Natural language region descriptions
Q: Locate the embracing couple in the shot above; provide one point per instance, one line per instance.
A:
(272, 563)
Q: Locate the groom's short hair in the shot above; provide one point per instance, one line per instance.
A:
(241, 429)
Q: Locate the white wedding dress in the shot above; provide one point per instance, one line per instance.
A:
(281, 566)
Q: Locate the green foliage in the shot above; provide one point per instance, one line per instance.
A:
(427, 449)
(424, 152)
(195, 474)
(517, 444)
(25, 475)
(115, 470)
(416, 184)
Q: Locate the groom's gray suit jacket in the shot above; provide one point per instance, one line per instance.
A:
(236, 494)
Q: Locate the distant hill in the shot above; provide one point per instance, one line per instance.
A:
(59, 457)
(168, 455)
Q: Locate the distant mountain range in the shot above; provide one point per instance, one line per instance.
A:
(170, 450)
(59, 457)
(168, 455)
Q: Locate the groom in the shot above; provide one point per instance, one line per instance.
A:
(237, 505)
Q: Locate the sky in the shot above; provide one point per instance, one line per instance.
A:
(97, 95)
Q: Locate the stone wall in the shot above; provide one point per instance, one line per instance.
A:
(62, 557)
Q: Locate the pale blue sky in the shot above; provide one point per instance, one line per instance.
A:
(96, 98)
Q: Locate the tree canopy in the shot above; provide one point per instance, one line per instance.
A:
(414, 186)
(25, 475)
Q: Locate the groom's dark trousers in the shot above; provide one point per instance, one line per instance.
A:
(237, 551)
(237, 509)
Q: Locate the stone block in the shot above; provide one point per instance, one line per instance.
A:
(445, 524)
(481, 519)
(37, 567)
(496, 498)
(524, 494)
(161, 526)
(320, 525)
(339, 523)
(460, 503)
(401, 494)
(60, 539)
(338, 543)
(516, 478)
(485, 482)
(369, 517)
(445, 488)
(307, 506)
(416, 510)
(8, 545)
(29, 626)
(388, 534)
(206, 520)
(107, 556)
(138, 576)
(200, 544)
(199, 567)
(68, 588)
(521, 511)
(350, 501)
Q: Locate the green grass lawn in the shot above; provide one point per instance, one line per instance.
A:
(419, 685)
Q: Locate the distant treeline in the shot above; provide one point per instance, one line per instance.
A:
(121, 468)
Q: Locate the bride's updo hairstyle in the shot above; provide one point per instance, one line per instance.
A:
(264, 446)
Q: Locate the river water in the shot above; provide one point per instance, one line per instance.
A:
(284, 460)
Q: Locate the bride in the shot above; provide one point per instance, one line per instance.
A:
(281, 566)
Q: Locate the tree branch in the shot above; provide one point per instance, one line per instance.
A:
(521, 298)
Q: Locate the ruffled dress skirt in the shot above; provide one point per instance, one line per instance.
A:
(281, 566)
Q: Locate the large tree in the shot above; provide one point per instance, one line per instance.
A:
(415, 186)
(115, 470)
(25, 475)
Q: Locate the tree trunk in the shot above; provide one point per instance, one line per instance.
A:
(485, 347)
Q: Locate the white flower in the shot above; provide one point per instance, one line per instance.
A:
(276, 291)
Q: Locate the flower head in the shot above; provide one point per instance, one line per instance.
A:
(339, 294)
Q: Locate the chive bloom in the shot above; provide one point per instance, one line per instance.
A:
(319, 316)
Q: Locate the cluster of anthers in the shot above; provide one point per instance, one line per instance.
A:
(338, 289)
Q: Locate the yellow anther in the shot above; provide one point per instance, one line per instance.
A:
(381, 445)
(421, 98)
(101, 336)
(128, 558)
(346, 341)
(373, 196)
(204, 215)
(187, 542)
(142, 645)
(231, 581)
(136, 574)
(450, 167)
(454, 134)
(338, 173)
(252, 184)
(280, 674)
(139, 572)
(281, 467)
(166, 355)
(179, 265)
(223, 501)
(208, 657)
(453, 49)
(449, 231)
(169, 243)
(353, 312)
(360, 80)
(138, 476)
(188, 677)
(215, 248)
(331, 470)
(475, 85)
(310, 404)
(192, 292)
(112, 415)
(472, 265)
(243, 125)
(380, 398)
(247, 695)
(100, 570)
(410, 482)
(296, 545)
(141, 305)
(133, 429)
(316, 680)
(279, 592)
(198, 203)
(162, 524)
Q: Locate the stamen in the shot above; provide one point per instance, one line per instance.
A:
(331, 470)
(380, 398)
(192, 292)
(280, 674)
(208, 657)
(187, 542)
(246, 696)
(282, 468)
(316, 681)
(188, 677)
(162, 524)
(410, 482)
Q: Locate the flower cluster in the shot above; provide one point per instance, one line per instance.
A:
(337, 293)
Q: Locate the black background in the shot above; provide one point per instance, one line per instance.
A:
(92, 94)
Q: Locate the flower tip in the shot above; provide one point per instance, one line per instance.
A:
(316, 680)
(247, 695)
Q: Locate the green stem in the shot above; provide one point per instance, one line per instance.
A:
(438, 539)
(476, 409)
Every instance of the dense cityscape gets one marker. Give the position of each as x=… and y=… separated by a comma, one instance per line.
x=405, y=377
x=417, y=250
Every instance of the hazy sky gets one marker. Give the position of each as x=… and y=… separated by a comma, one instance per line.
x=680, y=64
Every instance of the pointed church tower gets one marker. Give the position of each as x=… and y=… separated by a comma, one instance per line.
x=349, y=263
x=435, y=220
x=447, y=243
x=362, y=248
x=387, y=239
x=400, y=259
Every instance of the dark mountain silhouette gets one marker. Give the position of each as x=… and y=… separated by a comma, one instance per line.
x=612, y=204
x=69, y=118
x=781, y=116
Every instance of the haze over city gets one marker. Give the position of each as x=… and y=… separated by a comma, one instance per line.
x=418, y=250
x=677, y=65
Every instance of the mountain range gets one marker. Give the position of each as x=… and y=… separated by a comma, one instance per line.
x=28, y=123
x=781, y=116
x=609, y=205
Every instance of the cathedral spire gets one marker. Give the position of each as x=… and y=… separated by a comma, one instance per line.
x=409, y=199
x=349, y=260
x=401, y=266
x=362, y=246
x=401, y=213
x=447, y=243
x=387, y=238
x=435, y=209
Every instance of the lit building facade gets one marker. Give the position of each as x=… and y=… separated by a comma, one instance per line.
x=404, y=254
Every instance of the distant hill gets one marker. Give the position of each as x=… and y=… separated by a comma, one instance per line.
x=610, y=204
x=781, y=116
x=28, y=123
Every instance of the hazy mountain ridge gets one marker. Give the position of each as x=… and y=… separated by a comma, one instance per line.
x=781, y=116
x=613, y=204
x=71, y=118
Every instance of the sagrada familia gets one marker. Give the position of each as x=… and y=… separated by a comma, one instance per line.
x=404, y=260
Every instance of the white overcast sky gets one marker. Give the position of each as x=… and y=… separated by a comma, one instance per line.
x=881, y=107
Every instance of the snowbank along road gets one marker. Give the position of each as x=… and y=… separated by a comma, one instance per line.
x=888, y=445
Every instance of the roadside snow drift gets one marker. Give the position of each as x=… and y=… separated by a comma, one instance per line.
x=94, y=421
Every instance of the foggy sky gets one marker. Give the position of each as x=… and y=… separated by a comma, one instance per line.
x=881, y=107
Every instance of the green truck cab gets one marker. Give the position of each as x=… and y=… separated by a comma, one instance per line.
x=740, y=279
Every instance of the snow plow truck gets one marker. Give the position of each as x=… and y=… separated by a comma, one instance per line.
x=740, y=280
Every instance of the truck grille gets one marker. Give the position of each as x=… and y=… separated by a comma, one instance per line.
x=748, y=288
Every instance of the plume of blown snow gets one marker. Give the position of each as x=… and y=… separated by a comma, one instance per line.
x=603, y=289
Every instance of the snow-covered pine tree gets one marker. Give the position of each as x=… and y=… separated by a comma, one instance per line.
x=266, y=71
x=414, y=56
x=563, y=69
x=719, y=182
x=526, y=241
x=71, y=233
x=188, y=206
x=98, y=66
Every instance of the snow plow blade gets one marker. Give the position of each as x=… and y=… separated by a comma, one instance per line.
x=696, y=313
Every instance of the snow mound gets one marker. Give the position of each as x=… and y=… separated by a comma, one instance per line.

§ **WHAT YOU HAVE TO DO**: The answer must be a single number: how many lines above contain the word "dress".

§ **RESPONSE AREA**: 2